Pointing dataset excerpts
--------------------------------
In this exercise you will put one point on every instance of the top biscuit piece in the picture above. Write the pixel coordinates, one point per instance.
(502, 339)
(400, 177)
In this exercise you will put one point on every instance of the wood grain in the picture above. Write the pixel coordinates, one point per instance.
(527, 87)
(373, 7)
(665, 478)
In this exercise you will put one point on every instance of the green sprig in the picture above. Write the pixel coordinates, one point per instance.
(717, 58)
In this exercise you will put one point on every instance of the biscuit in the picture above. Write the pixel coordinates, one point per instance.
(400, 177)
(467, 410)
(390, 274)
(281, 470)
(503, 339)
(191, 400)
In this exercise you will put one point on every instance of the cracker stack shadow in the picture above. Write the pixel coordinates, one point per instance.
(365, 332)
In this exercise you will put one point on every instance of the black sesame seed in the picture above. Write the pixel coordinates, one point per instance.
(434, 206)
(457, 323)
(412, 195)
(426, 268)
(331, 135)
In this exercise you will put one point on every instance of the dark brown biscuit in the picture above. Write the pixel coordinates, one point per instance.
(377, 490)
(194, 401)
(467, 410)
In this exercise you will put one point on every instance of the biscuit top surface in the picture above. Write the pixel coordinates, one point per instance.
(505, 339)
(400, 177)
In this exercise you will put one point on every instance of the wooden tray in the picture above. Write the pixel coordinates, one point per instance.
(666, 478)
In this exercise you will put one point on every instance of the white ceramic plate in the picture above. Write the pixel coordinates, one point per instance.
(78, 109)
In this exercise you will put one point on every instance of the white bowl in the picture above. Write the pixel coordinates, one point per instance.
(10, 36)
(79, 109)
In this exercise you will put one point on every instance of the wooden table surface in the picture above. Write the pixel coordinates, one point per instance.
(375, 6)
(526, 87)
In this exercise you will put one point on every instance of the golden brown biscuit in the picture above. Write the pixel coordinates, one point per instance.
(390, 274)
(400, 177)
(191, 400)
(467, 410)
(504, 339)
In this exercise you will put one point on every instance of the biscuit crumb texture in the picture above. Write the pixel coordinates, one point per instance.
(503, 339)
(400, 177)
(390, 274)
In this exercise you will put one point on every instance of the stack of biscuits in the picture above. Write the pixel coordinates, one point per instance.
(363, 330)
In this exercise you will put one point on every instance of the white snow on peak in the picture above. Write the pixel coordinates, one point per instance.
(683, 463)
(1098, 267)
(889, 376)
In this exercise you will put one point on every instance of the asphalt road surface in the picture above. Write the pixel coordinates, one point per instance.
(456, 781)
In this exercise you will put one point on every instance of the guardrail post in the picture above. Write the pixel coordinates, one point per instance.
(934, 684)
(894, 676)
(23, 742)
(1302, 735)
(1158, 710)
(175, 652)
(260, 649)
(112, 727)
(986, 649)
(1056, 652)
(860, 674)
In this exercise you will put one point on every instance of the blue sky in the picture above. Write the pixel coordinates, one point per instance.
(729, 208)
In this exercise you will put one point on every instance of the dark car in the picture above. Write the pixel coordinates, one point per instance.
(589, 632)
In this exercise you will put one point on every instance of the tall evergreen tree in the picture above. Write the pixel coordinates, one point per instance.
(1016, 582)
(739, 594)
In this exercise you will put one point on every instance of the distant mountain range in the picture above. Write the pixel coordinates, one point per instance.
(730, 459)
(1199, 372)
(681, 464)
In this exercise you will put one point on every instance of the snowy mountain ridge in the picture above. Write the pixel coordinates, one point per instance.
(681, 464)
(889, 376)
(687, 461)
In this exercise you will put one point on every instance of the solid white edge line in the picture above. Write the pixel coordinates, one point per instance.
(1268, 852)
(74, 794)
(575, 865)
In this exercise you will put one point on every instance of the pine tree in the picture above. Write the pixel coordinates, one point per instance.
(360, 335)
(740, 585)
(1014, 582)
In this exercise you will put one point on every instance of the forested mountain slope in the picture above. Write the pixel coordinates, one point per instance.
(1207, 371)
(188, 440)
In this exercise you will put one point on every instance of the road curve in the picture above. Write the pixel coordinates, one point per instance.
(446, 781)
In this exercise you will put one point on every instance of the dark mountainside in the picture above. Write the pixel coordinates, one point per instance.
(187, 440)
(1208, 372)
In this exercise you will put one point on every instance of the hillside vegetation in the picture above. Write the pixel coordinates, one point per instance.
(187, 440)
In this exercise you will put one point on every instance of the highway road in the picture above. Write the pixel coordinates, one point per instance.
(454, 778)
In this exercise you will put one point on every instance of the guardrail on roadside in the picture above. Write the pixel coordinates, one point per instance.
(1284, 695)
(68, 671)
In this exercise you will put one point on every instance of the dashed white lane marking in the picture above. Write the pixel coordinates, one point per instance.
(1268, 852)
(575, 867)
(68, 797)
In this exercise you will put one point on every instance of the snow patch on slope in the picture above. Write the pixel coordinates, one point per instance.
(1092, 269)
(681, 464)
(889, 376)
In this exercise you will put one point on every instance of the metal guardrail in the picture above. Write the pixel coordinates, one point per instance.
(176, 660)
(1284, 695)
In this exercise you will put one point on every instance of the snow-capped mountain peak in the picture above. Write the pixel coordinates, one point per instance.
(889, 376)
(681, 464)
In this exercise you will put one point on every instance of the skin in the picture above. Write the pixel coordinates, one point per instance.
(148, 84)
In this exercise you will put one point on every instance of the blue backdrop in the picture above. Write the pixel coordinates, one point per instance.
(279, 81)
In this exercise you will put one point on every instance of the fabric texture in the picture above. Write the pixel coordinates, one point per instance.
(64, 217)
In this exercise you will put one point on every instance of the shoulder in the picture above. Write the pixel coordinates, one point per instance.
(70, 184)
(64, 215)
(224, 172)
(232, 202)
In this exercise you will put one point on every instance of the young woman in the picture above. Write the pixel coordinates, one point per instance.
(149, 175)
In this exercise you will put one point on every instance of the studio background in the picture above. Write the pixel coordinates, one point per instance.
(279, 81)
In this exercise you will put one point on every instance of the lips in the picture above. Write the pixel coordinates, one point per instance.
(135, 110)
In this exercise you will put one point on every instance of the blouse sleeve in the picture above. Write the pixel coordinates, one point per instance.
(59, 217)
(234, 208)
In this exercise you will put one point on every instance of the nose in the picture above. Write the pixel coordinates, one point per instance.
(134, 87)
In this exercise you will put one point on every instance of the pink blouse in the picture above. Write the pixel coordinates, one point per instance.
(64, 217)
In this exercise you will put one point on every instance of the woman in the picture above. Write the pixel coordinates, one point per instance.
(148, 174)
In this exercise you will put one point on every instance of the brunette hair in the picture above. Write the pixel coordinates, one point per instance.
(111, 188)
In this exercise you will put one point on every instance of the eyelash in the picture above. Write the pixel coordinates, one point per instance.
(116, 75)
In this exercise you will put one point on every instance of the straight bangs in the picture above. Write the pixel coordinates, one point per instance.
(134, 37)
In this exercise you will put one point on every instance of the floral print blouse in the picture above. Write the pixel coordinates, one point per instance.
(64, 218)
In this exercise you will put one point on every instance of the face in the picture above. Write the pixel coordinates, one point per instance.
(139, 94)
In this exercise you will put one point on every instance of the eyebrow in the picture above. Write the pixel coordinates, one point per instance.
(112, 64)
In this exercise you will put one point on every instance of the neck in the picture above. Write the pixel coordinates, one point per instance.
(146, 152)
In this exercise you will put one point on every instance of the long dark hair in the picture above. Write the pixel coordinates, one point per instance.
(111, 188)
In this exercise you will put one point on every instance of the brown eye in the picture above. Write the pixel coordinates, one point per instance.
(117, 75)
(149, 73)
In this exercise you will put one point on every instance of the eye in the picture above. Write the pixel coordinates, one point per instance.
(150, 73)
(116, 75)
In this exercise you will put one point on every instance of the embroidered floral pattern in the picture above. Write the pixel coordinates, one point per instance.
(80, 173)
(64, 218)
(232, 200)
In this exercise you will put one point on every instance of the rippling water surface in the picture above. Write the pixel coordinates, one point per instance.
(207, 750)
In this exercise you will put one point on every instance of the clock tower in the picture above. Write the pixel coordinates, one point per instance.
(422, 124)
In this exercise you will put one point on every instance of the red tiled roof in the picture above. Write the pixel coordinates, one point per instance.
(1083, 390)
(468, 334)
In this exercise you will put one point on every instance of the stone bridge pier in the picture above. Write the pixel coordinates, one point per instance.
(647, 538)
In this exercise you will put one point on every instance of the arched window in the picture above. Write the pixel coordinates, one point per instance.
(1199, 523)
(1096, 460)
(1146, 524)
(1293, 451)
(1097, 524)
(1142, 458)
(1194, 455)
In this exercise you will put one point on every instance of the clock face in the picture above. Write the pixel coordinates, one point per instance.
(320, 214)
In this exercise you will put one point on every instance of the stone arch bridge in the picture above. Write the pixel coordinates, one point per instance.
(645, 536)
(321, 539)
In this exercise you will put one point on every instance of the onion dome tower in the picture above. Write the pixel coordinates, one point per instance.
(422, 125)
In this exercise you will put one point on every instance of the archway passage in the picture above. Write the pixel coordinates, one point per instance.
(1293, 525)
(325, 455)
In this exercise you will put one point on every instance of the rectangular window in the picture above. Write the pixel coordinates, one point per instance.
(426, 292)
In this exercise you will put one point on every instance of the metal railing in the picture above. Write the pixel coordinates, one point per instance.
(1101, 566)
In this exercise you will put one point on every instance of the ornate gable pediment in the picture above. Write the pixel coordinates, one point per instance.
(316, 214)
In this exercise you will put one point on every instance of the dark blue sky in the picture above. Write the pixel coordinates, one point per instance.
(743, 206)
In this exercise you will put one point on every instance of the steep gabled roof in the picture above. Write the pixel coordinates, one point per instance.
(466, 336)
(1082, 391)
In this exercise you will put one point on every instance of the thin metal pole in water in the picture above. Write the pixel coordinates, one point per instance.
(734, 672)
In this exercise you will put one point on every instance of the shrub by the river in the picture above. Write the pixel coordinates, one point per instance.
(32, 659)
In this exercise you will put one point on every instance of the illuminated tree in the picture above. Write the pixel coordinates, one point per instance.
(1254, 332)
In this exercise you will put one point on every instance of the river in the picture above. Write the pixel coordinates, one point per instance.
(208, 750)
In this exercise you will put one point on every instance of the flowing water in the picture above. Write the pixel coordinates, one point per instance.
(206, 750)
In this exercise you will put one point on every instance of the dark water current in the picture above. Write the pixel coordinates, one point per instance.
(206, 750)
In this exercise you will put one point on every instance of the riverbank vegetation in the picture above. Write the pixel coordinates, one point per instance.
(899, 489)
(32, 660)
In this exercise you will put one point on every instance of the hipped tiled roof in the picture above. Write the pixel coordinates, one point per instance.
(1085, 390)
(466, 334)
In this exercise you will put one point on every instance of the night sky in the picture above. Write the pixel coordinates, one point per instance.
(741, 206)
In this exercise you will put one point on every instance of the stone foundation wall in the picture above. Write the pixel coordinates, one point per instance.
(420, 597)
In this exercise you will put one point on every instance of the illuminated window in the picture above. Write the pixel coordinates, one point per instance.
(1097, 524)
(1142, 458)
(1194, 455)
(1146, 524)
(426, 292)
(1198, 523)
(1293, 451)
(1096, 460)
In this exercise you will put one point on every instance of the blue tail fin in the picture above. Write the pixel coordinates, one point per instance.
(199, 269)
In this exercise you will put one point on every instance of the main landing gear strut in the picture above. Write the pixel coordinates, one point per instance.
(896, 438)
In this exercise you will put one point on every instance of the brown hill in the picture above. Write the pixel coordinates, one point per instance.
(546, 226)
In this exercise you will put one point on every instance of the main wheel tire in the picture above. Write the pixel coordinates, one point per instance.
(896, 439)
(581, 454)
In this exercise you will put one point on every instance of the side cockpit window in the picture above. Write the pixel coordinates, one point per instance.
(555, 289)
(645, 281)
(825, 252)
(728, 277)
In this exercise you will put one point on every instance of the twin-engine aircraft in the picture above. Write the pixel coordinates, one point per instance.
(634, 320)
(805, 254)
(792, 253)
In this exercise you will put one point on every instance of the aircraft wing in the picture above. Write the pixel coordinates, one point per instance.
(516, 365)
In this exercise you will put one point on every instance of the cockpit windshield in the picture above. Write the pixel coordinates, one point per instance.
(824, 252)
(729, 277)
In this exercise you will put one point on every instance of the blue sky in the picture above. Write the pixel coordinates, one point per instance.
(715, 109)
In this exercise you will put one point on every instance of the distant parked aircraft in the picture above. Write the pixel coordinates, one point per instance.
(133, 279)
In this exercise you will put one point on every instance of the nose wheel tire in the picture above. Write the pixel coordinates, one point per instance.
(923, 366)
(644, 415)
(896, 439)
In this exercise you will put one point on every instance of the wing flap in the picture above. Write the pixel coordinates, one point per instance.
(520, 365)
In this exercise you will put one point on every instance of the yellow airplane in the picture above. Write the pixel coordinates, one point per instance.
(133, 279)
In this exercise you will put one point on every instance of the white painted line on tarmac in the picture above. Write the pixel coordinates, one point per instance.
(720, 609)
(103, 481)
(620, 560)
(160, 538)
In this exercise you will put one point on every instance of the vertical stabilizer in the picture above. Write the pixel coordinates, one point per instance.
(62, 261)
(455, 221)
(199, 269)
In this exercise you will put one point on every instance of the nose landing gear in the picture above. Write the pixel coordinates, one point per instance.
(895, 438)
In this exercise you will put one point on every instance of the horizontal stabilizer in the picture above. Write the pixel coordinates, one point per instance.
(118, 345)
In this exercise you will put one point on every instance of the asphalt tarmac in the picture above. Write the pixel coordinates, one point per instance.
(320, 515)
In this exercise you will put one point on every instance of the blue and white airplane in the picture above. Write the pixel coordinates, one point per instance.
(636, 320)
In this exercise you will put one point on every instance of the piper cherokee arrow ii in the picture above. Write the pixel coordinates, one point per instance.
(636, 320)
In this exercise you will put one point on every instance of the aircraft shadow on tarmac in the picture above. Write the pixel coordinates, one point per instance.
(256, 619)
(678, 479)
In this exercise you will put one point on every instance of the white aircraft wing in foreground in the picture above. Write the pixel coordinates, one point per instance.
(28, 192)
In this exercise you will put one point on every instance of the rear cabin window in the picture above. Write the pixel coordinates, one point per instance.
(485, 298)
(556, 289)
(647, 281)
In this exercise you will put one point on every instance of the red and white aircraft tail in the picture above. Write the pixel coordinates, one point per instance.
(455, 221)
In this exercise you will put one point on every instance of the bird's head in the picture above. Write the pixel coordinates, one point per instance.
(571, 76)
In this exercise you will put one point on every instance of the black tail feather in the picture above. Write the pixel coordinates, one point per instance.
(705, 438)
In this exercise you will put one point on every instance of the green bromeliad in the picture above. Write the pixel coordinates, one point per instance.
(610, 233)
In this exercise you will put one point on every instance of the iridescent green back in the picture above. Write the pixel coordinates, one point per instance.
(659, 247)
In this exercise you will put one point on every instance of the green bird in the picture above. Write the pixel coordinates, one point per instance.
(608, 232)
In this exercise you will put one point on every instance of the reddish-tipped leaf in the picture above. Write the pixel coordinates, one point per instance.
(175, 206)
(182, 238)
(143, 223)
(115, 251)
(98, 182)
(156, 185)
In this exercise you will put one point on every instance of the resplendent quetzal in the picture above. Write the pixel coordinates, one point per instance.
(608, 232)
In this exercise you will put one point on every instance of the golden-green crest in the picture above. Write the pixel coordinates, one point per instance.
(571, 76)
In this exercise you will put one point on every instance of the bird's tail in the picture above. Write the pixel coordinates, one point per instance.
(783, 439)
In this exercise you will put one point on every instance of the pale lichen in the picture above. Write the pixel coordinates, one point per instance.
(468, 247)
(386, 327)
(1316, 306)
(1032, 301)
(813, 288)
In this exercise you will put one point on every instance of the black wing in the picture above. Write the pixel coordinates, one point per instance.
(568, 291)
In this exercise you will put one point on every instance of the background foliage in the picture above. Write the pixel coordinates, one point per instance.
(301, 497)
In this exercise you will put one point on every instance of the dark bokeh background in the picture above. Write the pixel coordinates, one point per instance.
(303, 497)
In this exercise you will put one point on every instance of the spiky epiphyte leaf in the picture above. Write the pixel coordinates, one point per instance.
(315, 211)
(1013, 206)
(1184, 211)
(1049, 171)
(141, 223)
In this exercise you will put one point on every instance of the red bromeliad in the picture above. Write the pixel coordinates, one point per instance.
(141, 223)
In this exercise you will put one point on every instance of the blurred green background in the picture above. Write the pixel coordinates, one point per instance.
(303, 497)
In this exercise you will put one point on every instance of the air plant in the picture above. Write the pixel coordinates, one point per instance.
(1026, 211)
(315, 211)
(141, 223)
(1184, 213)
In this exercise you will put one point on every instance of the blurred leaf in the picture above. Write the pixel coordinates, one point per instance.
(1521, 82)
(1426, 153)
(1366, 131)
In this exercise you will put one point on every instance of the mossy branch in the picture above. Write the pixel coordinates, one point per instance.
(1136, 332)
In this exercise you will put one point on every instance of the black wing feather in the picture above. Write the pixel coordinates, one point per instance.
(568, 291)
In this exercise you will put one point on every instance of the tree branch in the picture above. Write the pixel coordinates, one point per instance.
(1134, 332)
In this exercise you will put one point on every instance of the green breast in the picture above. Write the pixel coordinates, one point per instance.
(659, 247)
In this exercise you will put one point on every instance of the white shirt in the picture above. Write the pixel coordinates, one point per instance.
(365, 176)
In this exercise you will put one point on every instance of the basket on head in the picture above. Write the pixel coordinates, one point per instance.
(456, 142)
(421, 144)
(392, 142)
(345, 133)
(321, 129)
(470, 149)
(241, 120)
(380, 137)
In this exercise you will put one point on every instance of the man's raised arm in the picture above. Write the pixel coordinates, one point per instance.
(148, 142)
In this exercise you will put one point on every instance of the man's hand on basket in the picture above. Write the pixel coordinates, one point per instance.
--------------------------------
CHALLENGE → Reproduce the listing above exactly from the line containing "black wing feather" through its last line, with both of those lines included.

TASK ANSWER →
In this exercise you will put one point on every instance of the black wing feather in the picture above. Write the pixel coordinates, one point per instance.
(568, 291)
In this exercise you will put one point on every instance of the tree branch in the picture above. Write the pixel coordinates, one point per instance.
(1134, 332)
In this exercise you will put one point on every instance of the green breast in the picture above. Write the pixel coordinates, one point per instance.
(659, 247)
In this exercise you will put one point on every instance of the white shirt in the picture above. Write the pixel coordinates, one point per instance.
(365, 176)
In this exercise you will put one point on every instance of the basket on head in the picture above. Write the pixel coordinates, one point per instance.
(456, 142)
(421, 144)
(392, 142)
(345, 133)
(321, 129)
(470, 149)
(241, 120)
(380, 137)
In this exercise you will put one point on every instance of the man's raised arm in the picture above. Write the pixel coordinates, one point per instance.
(148, 142)
In this exercise you will put one point on every instance of the man's hand on basket in the picture above. Write the pixel coordinates, one point per instance.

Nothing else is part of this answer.